[To do]:
1. Answer these from the email thread:
(a) By the brief's account, the racial wealth gap grew from what dollar amount to what dollar amount?
(b) What is the full name of the Brandeis University institute that issued the brief?
(c) In each year of the study, what minimum share of African American families had no assets?
2. Quote the email thread verbatim from "I haven't read" to "(Was Tim Wise.)".
3. Translate into Spanish this sentence from the email thread: "The expanding racial wealth gap indicates that public policies to support family asset-building and economic mobility are not fully addressing the problem."

[Selected text]:
----
I leave to others working out a better vocabulary for the discussion.
I haven't read anything by Wise in over a decade or two, but what I gather is that he is concerned with "changing minds and hearts". That's a shuck.
Carrol
> -----Original Message-----
> From: lbo-talk-bounces at lbo-talk.org [mailto:lbo-talk-bounces at lbo-talk.org]
> On Behalf Of Marv Gandall
> Sent: Tuesday, July 09, 2013 2:17 PM
> To: lbo-talk at lbo-talk.org
> Subject: Re: [lbo-talk] White supremacy (Was Tim Wise.)
>
>
> On 2013-07-09, at 11:13 AM, Doug Henwood wrote:
> >
> > On Jul 9, 2013, at 10:43 AM, Marv Gandall <marvgand2 at gmail.com> wrote:
> >
> >> A 2010 study reported income inequality up fourfold since the Reagan
> years.
> >
> > That's not mathematically possible. Measured how?
>
> I don't know. I tried to link to the Brandeis study, but the link appears
to be
> broken. Maybe you or someone else will have better luck.
>
> Here's a reference to the study:
>
> http://policyforresults.blogspot.ca/2010/06/racial-wealth-gap-increases-
> fourfold-in.html
> Wednesday, June 16, 2010
>
> The Racial Wealth Gap Increases Fourfold in One Generation
>
> In a recent research and policy brief, the Institute on Assets and Social
Policy
> (IASP) at Brandeis University discusses its finding that the racial wealth
gap
> has increased fourfold over the past generation, from $20,000 to $95,000.
>
> IASP's data highlight a significant growth in assets among white families
> between 1983 and 2007, with the greatest wealth accrued to highest income
> whites. During this time period, however, high-income African American
> families' wealth grew only 25% as much as middle-income white families'.
>
> The disparity in income growth was accompanied by a disproportionate
> increase in the negative wealth, or debt burden, of African American
families.
> In each year of the study, at least 25% of African American families had
no
> assets.
>
> The expanding racial wealth gap indicates that public policies to support
> family asset-building and economic mobility are not fully addressing the
> problem. The data show that job achievement alone cannot predict family
> wealth holdings; universal policies do not necessarily translate to
universal
> wealth-building outcomes. To close the racial wealth gap, IASP argues,
asset-
> building policies must be revisited and targeted to families of color
whose
> economic security has remained more tenuous than their peers in the
> workforce.
>
>
> > There is now a nontrivial black professional/managerial class. Such a
thing
> barely existed just a generation ago.
>
> Sure. I noted that the culture is now more tolerant and opportunities have
> opened up for educated blacks. But that's no indication that, as you put
it,
> "this notion of white supremacy is way way out of date - which, of course,
> doesn't stop people from robotically reciting it as if nothing has changed
> since 1957."
----
[Given data]:

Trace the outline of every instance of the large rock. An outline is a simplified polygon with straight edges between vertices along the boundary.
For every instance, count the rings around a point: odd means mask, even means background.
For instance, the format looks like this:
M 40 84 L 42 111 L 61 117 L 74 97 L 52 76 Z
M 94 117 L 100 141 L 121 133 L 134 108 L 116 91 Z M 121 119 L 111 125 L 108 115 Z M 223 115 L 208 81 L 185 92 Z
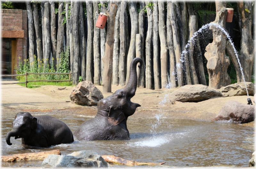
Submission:
M 252 155 L 252 157 L 249 161 L 249 166 L 253 167 L 255 166 L 255 163 L 254 162 L 255 159 L 255 152 L 253 152 Z
M 67 155 L 50 154 L 43 162 L 43 168 L 108 167 L 108 163 L 97 153 L 87 151 L 74 152 Z
M 182 102 L 198 102 L 211 97 L 222 96 L 220 92 L 213 88 L 201 84 L 186 85 L 172 93 L 170 95 L 172 104 Z
M 69 97 L 72 103 L 91 106 L 97 105 L 103 95 L 91 81 L 86 81 L 73 88 Z
M 251 82 L 246 82 L 246 86 L 250 95 L 254 95 L 254 85 Z M 241 82 L 223 87 L 219 89 L 223 97 L 247 95 L 244 83 Z
M 236 123 L 246 123 L 254 119 L 254 106 L 241 103 L 236 101 L 229 101 L 221 108 L 214 120 L 231 119 Z

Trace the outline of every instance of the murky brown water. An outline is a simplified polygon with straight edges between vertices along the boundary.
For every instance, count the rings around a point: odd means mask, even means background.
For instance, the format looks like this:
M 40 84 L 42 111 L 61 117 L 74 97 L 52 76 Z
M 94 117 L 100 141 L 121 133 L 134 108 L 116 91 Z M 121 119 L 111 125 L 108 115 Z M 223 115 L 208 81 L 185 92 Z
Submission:
M 83 123 L 92 118 L 52 115 L 65 122 L 74 133 Z M 22 145 L 21 139 L 5 141 L 13 118 L 2 119 L 2 155 L 58 149 L 62 155 L 89 150 L 100 155 L 114 155 L 138 162 L 166 163 L 161 166 L 247 167 L 254 151 L 253 128 L 228 122 L 154 118 L 129 117 L 130 141 L 78 141 L 72 144 L 38 148 Z M 40 167 L 42 161 L 2 162 L 3 167 Z M 188 166 L 186 165 L 188 164 Z M 124 167 L 123 165 L 109 166 Z M 145 167 L 144 166 L 141 167 Z

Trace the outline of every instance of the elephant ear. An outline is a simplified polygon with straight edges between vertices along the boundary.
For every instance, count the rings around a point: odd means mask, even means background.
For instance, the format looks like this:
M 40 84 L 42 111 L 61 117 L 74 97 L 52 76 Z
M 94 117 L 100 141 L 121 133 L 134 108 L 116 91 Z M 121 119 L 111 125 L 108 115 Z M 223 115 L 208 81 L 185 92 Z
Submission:
M 115 110 L 112 107 L 109 108 L 108 121 L 111 126 L 116 126 L 125 119 L 124 114 L 121 109 Z

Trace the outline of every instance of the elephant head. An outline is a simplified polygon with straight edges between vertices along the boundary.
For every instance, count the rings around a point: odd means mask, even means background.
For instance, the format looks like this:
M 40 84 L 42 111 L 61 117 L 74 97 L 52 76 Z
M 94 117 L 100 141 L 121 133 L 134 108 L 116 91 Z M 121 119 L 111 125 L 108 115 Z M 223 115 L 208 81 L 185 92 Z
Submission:
M 12 128 L 6 134 L 6 142 L 9 145 L 12 144 L 10 141 L 11 137 L 15 137 L 15 139 L 26 138 L 31 133 L 33 130 L 37 127 L 37 119 L 33 117 L 28 112 L 20 112 L 15 116 L 12 122 Z
M 133 114 L 140 104 L 131 101 L 135 95 L 137 87 L 137 73 L 136 67 L 140 69 L 143 62 L 140 58 L 135 58 L 131 62 L 129 79 L 125 86 L 116 90 L 112 95 L 102 99 L 98 103 L 97 114 L 107 116 L 108 121 L 111 126 L 119 124 L 124 120 L 127 120 L 129 116 Z

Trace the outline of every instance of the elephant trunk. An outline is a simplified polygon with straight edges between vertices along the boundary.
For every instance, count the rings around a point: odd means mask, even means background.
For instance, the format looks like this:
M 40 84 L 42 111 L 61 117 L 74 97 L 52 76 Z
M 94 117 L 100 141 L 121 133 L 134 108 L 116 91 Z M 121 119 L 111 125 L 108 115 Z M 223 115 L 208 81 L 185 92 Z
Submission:
M 5 137 L 5 140 L 7 144 L 9 145 L 11 145 L 12 144 L 12 143 L 11 143 L 10 141 L 10 138 L 11 137 L 14 137 L 16 136 L 18 134 L 18 132 L 15 131 L 13 129 L 11 131 L 8 132 L 7 134 L 6 135 L 6 137 Z
M 127 92 L 127 95 L 131 96 L 131 97 L 135 95 L 135 92 L 137 88 L 138 80 L 136 67 L 137 64 L 139 62 L 140 65 L 138 67 L 140 69 L 143 65 L 143 62 L 141 58 L 135 58 L 131 62 L 129 79 L 127 84 L 124 88 L 124 90 Z

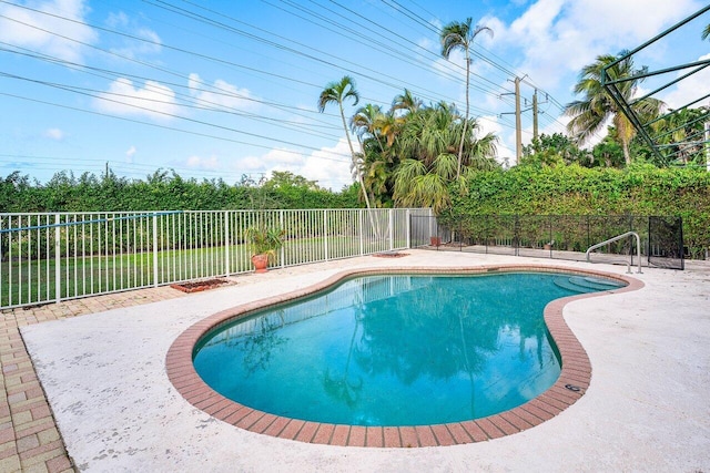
----
[Final results]:
1.
(a) From $20,000 to $95,000.
(b) The Institute on Assets and Social Policy (IASP).
(c) At least 25%.

2.
I haven't read anything by Wise in over a decade or two, but what I gather is that he is concerned with "changing minds and hearts". That's a shuck.
Carrol
> -----Original Message-----
> From: lbo-talk-bounces at lbo-talk.org [mailto:lbo-talk-bounces at lbo-talk.org]
> On Behalf Of Marv Gandall
> Sent: Tuesday, July 09, 2013 2:17 PM
> To: lbo-talk at lbo-talk.org
> Subject: Re: [lbo-talk] White supremacy (Was Tim Wise.)

3. La creciente brecha racial de riqueza indica que las políticas públicas de apoyo a la acumulación de activos familiares y a la movilidad económica no están abordando plenamente el problema.